Document excerpt:

▬▬▬▬▬▬

Jenks and Kim spend the first quarter working together in Haiti, with Jenks posing as a representative of a Haven business and Kim as his “private secretary.” This entails a lot of sex-focused banter between the two; as we’ll recall, Kim likes to announce to all and sundry that she’s horny, and when someone tries to take her up on it, she balks – like last volume, where Jenks took the bait and Kim told him he didn’t have a rubber, so to forget it! This volume really takes the cake, though. There’s a part where Jenks and Kim are stuck together on a train car filled with comatose zombis, and they clutch one another for warmth and safety…and Kim takes off her shirt, baring her “small breasts,” and implores Jenks to keep her “warm,” and the scene ends with them kissing. The reader can safely assume the two are about to “do the deed,” as we said back in the ‘80s, even if it’s off-page. But folks, when we go back to Jenks and Kim…we learn that they haven’t had sex, and just kissed all night, because Jenks knows Kim has a crush on Justice!! 

At this point I almost chucked the book, disturbing cover art and all, but I perservered. Mainly because, at the same time Jenks is being given blue balls, Justice himself is getting laid – by yet another “small-breasted” and “lithe” beauty, this one a young Haitian native named Marie who is busy teaching Justice all the tricks of the voodoo trade. And it’s a fairly explicit scene as well, which makes it all the more surprising, as otherwise Book Of Justice has been a very chaste series. 

But I’m getting ahead of myself. Basically this one starts off in one direction before wildly veering in another; those keeping notes will recall that what sets everything in motion is a lead concerning the murder of Justice’s wife. But soon enough that plot is entirely forgotten and instead Justice and team are fighting a Haitian plot in which Uzi-armed zombies (following directions that play on their Walkmans) are to be unleashed on the UN in New York to blow away a bunch of politicians. And somehow cocaine is factored into the plot, but the bigger deal is the Uzi-bearing zombi force. 

And yes, what with those Haitian zombis and their Uzis, it does bring to mind early ‘90s action fare like Marked For Death (certainly my favorite Seagal movie) and Predator II. Unfortunately, Jack Arnett isn’t one for big action setpieces, so there’s nothing on the level of those movies or Army Of Devils; the closest we come is a cool scene where Jenks, armed with a “Jackhammer auto shotgun” (which apparently existed, though 3 of them were only ever produced), blasts apart scads of Uzi-wielding zombies on 42nd Street. 

Curiously, Justice is a detriment to his own series; it occurred to me when I finally finished reading Death Force that Jenks was clearly the proper series protagonist, doing all the things you’d expect an action series protagonist to do. (Except get laid, though to his credit he does try to.) Justice, meanwhile, does nothing in the novel. Indeed, he spends the entire “climax” as a zombi, having been dosed with “zomi-powder” and laying in a comatose state, until finally “unleashing the beast” (ie the insanity that lurks in him) to fight off the zombi nature. Meanwhile, Jenks has blown apart a ton of zombis with an automatic shotgun.

▬▬▬▬▬▬

Given entries:
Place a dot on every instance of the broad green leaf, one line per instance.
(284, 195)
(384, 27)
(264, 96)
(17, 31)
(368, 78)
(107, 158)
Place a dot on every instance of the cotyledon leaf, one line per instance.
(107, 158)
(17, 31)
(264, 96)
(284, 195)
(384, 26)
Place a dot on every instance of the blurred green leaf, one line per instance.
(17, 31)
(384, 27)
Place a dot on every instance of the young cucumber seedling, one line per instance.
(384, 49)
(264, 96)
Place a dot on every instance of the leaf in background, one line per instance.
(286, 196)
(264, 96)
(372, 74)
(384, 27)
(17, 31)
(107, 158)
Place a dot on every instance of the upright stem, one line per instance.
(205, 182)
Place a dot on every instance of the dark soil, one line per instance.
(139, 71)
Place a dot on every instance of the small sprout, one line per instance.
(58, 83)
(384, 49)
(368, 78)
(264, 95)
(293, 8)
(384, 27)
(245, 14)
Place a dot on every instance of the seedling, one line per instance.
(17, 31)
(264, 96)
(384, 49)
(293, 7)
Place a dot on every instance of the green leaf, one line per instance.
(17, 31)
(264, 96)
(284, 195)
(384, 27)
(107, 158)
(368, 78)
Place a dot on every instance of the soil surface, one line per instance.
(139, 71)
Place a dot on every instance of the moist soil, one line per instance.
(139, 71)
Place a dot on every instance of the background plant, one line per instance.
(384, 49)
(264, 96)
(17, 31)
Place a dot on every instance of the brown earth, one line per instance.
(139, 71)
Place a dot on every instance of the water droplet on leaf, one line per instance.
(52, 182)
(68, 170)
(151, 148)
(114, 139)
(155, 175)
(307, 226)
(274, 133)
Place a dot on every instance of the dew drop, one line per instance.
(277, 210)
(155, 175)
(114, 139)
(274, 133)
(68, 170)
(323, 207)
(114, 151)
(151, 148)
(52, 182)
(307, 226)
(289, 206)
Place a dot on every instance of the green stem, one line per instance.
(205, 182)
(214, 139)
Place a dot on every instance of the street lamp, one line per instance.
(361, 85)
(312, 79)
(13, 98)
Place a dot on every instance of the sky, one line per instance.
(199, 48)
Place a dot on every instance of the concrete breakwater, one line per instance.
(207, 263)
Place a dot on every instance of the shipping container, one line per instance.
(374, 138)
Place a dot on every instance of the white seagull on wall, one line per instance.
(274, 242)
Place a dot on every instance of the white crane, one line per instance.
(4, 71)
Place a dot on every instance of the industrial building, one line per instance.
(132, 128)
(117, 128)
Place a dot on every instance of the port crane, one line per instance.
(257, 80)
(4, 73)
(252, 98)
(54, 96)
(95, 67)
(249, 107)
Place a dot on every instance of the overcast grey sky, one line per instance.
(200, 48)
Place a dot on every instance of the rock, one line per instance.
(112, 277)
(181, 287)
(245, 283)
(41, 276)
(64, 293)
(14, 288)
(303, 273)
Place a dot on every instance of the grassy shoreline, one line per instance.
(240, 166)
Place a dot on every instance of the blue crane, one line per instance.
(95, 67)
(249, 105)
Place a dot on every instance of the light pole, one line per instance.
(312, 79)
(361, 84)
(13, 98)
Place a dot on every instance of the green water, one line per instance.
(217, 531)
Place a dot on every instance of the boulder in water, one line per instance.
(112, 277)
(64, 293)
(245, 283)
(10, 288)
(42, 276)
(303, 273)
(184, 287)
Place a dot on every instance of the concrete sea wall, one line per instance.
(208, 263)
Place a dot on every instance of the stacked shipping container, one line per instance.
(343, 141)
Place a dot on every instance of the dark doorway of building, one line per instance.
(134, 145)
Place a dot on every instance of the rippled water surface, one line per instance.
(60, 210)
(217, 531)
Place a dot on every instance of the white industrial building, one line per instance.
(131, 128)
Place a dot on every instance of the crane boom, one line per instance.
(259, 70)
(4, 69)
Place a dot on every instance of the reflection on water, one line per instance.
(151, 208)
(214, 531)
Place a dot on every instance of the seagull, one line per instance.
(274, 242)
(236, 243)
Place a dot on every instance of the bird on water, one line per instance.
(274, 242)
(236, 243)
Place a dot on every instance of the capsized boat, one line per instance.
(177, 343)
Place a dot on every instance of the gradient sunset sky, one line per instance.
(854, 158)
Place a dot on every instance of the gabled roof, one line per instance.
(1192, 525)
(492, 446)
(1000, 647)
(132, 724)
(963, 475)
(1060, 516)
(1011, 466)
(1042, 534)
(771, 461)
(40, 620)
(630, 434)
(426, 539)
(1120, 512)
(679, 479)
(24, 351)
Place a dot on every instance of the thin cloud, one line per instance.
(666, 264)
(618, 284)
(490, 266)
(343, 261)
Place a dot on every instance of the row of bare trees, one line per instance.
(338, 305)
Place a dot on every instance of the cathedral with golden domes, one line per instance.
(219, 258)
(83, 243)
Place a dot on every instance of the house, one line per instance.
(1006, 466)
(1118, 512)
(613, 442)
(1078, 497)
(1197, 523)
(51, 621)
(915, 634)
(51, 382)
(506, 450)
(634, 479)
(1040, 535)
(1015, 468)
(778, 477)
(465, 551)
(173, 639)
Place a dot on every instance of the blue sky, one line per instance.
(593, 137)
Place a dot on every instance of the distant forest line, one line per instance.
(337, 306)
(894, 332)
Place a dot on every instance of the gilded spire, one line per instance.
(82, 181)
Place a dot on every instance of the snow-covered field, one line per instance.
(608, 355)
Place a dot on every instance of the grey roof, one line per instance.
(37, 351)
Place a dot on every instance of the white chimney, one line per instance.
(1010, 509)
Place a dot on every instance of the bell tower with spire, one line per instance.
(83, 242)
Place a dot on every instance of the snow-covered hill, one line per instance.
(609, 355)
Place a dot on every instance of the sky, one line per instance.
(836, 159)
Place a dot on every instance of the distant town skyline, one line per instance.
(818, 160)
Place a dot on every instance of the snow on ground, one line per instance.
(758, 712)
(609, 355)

▬▬▬▬▬▬

What is asked:
(a) From the review, reproduce the passage starting with "But I’m getting" and going on through "Uzi-bearing zombi force.".
(b) Answer these questions from the review:
(i) What does Jenks pose as while working in Haiti?
(ii) What is the name of the young Haitian native who teaches Justice about voodoo?
(iii) What weapon does Jenks use against the zombies on 42nd Street?
(c) List every character from the novel whom the review refers to by name.

The answers:
(a)
But I’m getting ahead of myself. Basically this one starts off in one direction before wildly veering in another; those keeping notes will recall that what sets everything in motion is a lead concerning the murder of Justice’s wife. But soon enough that plot is entirely forgotten and instead Justice and team are fighting a Haitian plot in which Uzi-armed zombies (following directions that play on their Walkmans) are to be unleashed on the UN in New York to blow away a bunch of politicians. And somehow cocaine is factored into the plot, but the bigger deal is the Uzi-bearing zombi force.

(b)
(i) A representative of a Haven business.
(ii) Marie.
(iii) A "Jackhammer auto shotgun."

(c) Jenks, Kim, Justice, Marie